ASSIGNMENT>
The answer must restate every record word for word.

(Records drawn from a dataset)

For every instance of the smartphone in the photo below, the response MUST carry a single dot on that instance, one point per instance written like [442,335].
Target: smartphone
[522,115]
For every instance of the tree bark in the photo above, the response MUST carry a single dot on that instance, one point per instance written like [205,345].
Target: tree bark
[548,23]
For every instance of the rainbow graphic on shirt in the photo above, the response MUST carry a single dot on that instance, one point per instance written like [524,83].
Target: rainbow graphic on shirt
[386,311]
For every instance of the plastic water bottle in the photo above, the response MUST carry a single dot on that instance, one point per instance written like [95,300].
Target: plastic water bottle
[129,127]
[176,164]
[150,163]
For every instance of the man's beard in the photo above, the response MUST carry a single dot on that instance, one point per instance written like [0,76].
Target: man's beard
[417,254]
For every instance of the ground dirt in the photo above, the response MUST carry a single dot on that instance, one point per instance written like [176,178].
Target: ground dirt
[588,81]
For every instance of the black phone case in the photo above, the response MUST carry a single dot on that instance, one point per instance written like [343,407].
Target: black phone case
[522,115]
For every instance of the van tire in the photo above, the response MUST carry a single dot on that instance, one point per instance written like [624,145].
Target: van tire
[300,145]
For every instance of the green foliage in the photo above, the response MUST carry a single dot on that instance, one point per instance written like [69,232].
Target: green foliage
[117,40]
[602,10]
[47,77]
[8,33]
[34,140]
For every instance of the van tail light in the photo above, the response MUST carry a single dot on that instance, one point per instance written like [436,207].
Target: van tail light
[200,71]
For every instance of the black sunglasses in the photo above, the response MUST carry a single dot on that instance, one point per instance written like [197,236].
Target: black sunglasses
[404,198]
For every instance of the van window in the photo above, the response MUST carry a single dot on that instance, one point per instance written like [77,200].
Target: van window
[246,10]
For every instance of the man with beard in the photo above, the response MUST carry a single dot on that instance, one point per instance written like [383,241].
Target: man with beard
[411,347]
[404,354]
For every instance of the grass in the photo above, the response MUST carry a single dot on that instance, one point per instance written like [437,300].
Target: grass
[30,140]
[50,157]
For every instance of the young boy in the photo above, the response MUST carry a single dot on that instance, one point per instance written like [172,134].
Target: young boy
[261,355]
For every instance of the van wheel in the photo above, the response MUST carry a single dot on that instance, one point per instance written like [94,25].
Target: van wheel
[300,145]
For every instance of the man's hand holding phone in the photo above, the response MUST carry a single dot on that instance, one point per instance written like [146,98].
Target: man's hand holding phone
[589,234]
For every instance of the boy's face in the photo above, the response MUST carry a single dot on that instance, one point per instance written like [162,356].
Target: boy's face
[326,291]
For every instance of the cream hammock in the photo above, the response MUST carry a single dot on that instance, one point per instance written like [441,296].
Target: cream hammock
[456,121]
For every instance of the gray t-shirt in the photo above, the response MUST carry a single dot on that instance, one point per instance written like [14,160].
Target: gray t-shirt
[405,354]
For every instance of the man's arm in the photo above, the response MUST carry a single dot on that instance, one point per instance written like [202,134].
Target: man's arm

EXPECTED OUTPUT>
For every instance of the smartphone in the photo below, the response MUST carry a single dot on that instance, one point per instance written like [442,335].
Target: smartphone
[522,115]
For every instance of the tree bark in the photo above, the response MUST carry a single dot on that instance, one point per instance written like [205,345].
Target: tree bark
[548,23]
For every instance of the rainbow graphic on shirt in the photo above, the response MUST carry a single dot on that instance, one point per instance written like [524,83].
Target: rainbow graphic on shirt
[386,311]
For every instance of the plastic water bottle in the photo above, the response MUST carry a single dot on that instance, one point per instance written like [95,300].
Target: plastic water bottle
[129,127]
[176,164]
[150,163]
For every instance of the man's beard in the photo above, the response MUST carry a single dot on that instance, one point per instance written like [0,76].
Target: man's beard
[417,254]
For every instance of the ground dirt in the photo above, the response MUST carry a single dot on that instance, one point per instance written like [176,178].
Target: ground dirt
[588,81]
For every instance of the black phone case in the photo above, the response MUST carry a single dot on that instance, one point per instance written like [343,407].
Target: black phone case
[522,115]
For every instance of the van tire in the photo above, the response MUST carry a single dot on that instance, one point per instance written like [624,145].
Target: van tire
[300,145]
For every instance of the green foliage in the photo above, the response MUST carry a single dot on that instance, one point per instance written like [69,232].
Target: green foliage
[117,40]
[602,10]
[47,77]
[8,33]
[34,140]
For every instance of the van tail light in the photo above, the response MUST carry a single dot on that instance, one point per instance written like [436,207].
Target: van tail light
[200,71]
For every instance of the black sunglasses in the photo above, the response MUST carry a single dot on that instance, one point per instance written like [197,236].
Target: black sunglasses
[404,198]
For every instance of the van window in the photo above, the response MUST carry a single dot on that instance, one point per instance written like [77,200].
Target: van window
[246,10]
For every instance of the man with beard in the photo above, the response MUST carry a single dot on that instance, one point per instance written like [383,241].
Target: man with beard
[411,347]
[404,354]
For every instance of the grass in the photo above, the response MUST carry a single dot on that instance, one point per instance written like [437,300].
Target: grass
[30,140]
[50,157]
For every instance of the young boy in the photo above, the response MUST carry a single dot on that instance, one point per instance written like [172,134].
Target: young boy
[261,355]
For every instance of the van wheel in the photo above, the response MUST carry a single dot on that instance, one point per instance written like [94,25].
Target: van wheel
[300,145]
For every instance of the man's hand holding phone in the photo above, the response MUST carry a single dot on that instance, one point per instance written like [146,98].
Target: man's hand holding phone
[589,234]
For every instance of the boy's face in the photo above, the response MUST carry a single dot on that instance, one point per instance written like [162,356].
Target: boy's face
[326,291]
For every instance of the cream hammock in the photo above, the response MUST carry a single dot on that instance, one point per instance written like [441,296].
Target: cream hammock
[456,121]
For every instance of the gray t-shirt in the photo above, the response MUST carry a single dot on that instance, one point per instance written like [14,160].
Target: gray t-shirt
[405,354]
For every instance of the man's arm in the photo above, the response MUST carry a single dot on that instance, one point per instance written like [202,134].
Target: man's arm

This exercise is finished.